» **GIVEN DATA**
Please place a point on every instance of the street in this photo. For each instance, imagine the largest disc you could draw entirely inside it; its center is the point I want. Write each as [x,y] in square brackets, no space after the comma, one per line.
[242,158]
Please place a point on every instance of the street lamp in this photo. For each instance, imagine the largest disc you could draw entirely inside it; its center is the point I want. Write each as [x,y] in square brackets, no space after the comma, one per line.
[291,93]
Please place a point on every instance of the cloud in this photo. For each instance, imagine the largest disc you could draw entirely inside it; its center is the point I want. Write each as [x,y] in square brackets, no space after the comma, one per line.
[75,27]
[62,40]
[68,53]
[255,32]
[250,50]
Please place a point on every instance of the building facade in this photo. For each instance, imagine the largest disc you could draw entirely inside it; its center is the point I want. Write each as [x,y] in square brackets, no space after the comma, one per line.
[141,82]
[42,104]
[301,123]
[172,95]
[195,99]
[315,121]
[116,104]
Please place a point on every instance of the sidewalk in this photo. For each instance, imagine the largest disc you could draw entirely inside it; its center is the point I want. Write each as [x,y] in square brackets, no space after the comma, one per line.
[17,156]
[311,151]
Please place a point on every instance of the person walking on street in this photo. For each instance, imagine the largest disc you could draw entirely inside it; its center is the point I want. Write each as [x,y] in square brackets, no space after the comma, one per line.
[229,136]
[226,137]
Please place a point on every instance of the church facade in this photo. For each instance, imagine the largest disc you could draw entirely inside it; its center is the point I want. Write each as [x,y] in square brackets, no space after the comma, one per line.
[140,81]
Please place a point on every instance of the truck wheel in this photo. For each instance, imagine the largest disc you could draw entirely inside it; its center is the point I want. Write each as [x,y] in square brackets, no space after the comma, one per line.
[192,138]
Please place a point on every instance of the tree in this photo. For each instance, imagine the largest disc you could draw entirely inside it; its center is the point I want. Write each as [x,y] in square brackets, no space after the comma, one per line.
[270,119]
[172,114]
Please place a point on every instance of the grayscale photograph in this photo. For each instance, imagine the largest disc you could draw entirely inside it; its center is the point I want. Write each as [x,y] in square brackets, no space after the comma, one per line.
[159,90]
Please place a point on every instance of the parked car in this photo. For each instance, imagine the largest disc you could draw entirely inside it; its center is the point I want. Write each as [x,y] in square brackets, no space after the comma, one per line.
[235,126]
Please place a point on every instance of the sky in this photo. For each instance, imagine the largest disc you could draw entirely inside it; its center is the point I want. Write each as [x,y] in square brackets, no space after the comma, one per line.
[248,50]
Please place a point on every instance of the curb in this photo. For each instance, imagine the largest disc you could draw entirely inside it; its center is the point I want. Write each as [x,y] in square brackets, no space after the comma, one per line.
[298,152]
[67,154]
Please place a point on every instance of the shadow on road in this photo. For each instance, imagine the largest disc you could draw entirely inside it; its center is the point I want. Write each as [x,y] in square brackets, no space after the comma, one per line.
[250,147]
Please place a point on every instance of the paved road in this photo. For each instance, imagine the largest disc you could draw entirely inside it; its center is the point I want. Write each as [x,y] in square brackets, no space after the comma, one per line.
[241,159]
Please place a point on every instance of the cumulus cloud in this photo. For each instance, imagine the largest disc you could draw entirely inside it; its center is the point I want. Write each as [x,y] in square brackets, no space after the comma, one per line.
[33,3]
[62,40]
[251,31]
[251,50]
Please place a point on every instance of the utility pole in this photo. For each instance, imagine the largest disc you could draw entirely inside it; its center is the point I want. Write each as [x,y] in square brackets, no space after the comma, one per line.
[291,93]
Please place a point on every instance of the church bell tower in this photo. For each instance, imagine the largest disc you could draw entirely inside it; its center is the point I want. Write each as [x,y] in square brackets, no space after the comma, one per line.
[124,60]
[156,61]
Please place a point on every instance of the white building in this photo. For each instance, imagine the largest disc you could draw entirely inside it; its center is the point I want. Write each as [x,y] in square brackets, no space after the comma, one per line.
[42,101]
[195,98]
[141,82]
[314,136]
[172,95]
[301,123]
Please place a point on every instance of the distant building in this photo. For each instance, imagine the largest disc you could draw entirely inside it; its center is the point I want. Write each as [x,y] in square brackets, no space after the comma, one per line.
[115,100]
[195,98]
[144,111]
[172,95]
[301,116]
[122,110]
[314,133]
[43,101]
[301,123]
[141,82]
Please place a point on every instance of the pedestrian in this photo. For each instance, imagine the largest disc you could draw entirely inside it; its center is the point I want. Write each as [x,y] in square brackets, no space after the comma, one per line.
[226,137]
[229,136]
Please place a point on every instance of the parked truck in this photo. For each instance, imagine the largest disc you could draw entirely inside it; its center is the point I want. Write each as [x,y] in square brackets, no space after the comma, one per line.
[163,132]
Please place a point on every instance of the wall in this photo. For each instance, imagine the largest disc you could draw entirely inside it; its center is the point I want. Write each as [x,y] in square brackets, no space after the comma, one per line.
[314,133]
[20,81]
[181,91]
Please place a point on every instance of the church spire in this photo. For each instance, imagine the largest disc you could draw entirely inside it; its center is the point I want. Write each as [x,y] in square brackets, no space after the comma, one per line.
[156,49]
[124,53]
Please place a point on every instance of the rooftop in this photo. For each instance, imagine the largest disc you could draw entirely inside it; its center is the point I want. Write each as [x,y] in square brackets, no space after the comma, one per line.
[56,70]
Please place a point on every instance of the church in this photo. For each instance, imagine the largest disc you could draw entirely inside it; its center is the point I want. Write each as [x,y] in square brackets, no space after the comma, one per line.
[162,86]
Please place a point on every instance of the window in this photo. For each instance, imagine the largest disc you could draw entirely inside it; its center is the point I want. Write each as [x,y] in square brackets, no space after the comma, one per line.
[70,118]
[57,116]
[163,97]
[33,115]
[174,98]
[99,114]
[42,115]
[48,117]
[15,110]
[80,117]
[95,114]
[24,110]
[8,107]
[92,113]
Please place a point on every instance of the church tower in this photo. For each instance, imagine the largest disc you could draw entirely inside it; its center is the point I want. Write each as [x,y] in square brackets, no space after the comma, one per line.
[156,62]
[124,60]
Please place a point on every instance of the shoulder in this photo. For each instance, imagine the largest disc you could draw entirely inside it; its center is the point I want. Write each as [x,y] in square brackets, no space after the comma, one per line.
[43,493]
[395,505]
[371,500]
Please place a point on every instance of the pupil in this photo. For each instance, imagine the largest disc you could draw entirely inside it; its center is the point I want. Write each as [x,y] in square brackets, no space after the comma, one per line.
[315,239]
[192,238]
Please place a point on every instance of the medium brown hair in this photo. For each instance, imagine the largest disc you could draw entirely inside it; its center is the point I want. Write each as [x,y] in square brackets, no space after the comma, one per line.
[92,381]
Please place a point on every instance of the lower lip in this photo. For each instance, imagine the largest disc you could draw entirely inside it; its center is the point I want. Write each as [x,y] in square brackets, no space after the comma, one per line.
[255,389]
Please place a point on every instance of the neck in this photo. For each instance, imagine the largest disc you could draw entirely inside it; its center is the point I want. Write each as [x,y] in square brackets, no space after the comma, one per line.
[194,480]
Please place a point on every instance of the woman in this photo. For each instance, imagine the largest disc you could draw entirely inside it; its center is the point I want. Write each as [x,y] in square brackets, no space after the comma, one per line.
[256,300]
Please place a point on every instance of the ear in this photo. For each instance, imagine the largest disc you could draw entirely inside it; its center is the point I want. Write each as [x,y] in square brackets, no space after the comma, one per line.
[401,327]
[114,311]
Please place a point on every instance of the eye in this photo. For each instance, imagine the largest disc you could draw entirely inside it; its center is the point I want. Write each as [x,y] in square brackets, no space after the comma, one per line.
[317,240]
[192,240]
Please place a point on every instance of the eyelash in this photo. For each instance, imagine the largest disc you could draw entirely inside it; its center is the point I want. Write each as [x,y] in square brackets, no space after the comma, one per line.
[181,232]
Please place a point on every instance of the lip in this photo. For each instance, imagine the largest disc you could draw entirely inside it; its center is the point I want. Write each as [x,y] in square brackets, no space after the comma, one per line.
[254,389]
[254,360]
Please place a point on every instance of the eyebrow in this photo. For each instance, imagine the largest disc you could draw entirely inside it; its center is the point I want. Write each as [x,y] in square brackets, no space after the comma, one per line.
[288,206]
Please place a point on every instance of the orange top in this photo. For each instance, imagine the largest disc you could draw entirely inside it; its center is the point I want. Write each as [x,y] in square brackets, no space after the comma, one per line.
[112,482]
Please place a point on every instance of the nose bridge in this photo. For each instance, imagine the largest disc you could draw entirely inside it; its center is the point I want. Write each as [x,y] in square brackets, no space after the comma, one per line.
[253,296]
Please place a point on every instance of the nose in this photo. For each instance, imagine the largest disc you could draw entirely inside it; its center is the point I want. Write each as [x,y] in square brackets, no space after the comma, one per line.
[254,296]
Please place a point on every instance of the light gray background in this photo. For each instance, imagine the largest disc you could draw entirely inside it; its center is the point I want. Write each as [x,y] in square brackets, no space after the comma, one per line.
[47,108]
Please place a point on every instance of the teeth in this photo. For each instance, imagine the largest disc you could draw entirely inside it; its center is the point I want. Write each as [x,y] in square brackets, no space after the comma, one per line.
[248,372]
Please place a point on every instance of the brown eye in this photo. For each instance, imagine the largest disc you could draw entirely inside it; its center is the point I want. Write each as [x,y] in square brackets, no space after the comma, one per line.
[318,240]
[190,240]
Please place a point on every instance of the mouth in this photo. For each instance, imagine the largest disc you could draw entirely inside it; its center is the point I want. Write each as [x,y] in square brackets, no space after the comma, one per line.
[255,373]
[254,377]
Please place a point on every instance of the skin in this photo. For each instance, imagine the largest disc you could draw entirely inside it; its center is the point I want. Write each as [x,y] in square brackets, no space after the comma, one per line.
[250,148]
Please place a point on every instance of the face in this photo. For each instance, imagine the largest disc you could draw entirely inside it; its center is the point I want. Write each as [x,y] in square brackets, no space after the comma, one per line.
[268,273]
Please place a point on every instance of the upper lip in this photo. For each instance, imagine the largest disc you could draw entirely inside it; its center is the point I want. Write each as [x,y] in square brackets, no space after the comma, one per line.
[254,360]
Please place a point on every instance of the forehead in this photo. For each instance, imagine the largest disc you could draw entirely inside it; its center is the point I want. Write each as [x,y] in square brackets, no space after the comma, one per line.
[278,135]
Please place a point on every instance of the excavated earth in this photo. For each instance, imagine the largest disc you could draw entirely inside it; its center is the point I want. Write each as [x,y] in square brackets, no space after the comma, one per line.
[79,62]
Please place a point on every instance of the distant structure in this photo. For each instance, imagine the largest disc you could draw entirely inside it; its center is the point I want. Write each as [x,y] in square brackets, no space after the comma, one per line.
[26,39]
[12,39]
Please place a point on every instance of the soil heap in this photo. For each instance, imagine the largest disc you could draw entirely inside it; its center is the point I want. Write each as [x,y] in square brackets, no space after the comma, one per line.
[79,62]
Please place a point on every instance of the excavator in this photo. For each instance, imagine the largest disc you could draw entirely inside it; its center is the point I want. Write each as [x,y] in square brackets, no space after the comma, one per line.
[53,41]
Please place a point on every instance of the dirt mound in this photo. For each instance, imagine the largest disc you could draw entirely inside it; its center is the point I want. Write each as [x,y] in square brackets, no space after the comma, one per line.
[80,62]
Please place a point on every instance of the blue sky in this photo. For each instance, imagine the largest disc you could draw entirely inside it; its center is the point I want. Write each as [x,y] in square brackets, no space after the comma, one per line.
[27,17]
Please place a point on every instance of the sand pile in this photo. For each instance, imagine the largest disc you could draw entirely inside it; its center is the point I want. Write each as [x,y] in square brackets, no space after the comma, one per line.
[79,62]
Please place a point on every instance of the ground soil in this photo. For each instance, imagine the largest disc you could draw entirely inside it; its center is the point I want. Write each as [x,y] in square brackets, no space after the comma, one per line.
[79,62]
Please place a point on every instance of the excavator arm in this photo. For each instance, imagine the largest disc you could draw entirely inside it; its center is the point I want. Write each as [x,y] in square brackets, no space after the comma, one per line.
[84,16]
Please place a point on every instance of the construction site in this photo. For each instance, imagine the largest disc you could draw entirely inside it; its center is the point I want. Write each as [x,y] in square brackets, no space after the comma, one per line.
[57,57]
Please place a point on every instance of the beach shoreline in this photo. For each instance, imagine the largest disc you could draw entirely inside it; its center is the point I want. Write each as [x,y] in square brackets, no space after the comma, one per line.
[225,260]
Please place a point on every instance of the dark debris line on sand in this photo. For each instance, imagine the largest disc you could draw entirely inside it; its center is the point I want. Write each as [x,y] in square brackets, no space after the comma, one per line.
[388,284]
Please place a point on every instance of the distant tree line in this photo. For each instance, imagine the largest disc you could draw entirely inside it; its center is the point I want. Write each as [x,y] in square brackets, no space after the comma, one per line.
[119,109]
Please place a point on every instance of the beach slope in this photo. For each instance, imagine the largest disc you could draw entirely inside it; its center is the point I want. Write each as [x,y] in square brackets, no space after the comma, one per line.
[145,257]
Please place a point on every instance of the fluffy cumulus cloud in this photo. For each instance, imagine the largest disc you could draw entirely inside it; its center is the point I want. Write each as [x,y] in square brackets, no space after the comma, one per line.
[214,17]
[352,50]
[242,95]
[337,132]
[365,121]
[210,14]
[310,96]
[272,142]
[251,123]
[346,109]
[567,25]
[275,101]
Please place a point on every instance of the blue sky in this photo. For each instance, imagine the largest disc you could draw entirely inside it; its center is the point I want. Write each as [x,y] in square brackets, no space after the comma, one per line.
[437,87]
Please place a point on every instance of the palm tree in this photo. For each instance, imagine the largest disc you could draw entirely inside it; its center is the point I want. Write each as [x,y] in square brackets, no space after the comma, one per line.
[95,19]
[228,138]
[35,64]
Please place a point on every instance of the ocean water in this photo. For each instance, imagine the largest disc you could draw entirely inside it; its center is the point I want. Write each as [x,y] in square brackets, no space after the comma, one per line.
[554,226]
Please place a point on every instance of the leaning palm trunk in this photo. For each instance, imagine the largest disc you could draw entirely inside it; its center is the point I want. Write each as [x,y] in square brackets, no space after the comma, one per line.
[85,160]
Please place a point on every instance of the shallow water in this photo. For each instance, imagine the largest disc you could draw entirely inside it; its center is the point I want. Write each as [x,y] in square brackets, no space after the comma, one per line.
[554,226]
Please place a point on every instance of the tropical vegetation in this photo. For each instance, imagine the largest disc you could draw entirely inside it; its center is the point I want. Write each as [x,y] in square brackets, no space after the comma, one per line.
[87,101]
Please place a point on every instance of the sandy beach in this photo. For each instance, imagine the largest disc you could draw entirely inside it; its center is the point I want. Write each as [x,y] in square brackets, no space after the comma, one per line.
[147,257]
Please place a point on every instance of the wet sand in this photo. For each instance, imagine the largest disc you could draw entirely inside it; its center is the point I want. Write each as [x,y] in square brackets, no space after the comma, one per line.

» **THE EXERCISE**
Begin at the line containing "Please place a point on every instance of the ocean" and reproduce each line through the end of the records above.

» **SOLUTION**
Please place a point on every instance of the ocean water in this photo. For each instance, imagine the largest disc you could draw entirely inside it; its center is the point I want. Write each as [x,y] in square brackets, no space after the comma, one per line.
[554,226]
Please place a point on every instance of the leaning palm trunk in this photo. For each instance, imagine the largest disc you could draw entirely inside it; its center is the point I want. Write each as [x,y] in square brackets, no space after the comma, one per line.
[85,160]
Please place a point on every instance of the shallow water in this photo. For each instance, imagine the largest disc you could draw entirely inside it; its center is the point I want. Write each as [x,y] in square brackets, no space after the comma, one per line.
[554,226]
Please place a point on every instance of the tropical vegetation in this photo. For each instance, imagine the largest disc you could draw entirely inside it; its center is the point I want. Write each as [x,y] in square brackets, no space after the comma, one per line.
[87,101]
Please place a point on every instance of the sandy beach in this photo. For each instance, imagine the largest disc you could draw entirely inside it; its center is the point I want. Write each as [x,y] in square brackets, no space after the comma, one per line.
[147,257]
Please place a point on every instance of the wet sand in this photo. For each instance, imagine the largest disc you could draw entirely inside it; its center is the point I want. Write each as [x,y] in square brackets, no space after the comma, one per line.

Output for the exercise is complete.